AIM OF THE TASK => Write the records out again, keeping each line exactly as it is.

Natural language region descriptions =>
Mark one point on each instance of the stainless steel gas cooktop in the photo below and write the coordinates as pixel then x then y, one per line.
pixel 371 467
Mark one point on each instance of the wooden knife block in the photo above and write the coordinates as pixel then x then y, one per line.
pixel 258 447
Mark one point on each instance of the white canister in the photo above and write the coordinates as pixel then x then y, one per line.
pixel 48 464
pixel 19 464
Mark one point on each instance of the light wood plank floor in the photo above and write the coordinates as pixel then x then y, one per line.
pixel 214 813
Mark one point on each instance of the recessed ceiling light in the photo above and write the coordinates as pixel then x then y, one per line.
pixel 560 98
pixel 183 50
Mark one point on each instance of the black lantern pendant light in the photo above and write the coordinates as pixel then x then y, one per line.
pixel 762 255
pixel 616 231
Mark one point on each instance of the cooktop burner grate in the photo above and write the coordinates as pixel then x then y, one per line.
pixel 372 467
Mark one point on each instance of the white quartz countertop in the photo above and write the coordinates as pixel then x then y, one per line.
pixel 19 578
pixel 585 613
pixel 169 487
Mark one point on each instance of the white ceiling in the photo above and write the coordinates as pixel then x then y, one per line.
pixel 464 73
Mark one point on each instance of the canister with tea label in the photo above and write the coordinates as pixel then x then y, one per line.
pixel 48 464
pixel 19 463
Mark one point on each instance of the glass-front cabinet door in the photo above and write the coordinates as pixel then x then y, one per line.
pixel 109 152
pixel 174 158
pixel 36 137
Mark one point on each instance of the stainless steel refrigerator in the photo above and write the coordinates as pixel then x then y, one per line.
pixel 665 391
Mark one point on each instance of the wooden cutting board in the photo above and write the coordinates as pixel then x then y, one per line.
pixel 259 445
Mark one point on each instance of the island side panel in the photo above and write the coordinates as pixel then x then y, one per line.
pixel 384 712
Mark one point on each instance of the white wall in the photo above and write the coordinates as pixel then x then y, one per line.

ANSWER SECTION =>
Mark one point on each instance of the stainless steel gas cooktop in the photo below and write the coordinates as pixel then x then y, one per line.
pixel 371 467
Mark one point on each instance of the wooden knife block in the photo above and write the coordinates as pixel then x then y, one per line.
pixel 258 447
Mark one point on each instance of the white canister in the photo above and write the coordinates as pixel then x then y, one per line.
pixel 48 464
pixel 19 464
Mark one point on each instance of the light wood plank floor in the photo above and write the coordinates as pixel then x then y, one per line.
pixel 214 813
Mark one point on each instance of the recessed ceiling light in the photo above and write the coordinates as pixel then x then y, one per line.
pixel 560 98
pixel 183 50
Mark one point on each instance of the black lantern pendant light in the photo above and write the coordinates as pixel then x then y, one per line.
pixel 762 255
pixel 616 231
Mark one point on each instance of the cooktop burner grate in the photo above and write the coordinates as pixel then x then y, one per line.
pixel 372 467
Mark one point on each instance of the white quartz countertop in the photo above and write the coordinates as pixel then x then y, one per line.
pixel 19 578
pixel 585 613
pixel 169 487
Mark one point on each instance of the white ceiling in the photo above and write the coordinates as pixel then x then y, one per line.
pixel 464 73
Mark one point on each instance of the canister with tea label in the photo above and write the coordinates as pixel then x then y, one per line.
pixel 48 464
pixel 19 463
Mark one point on each instance of the glass-front cabinet door in the photo above and write the coordinates as pixel then x then y, one per line.
pixel 109 152
pixel 174 158
pixel 36 137
Mark one point on each instance of the stainless steel refrigerator in the photo above and write the coordinates as pixel then x then y, one per line.
pixel 665 391
Mark one point on each instance of the wooden cutting board in the photo above and write the coordinates as pixel then x then y, one per line.
pixel 259 445
Mark one point on each instance of the island side panel in the photo above and write the coordinates as pixel then x then y, one per line.
pixel 384 712
Mark one point on each instance of the white wall in the photo above and write the coordinates as pixel then x then y, one per line.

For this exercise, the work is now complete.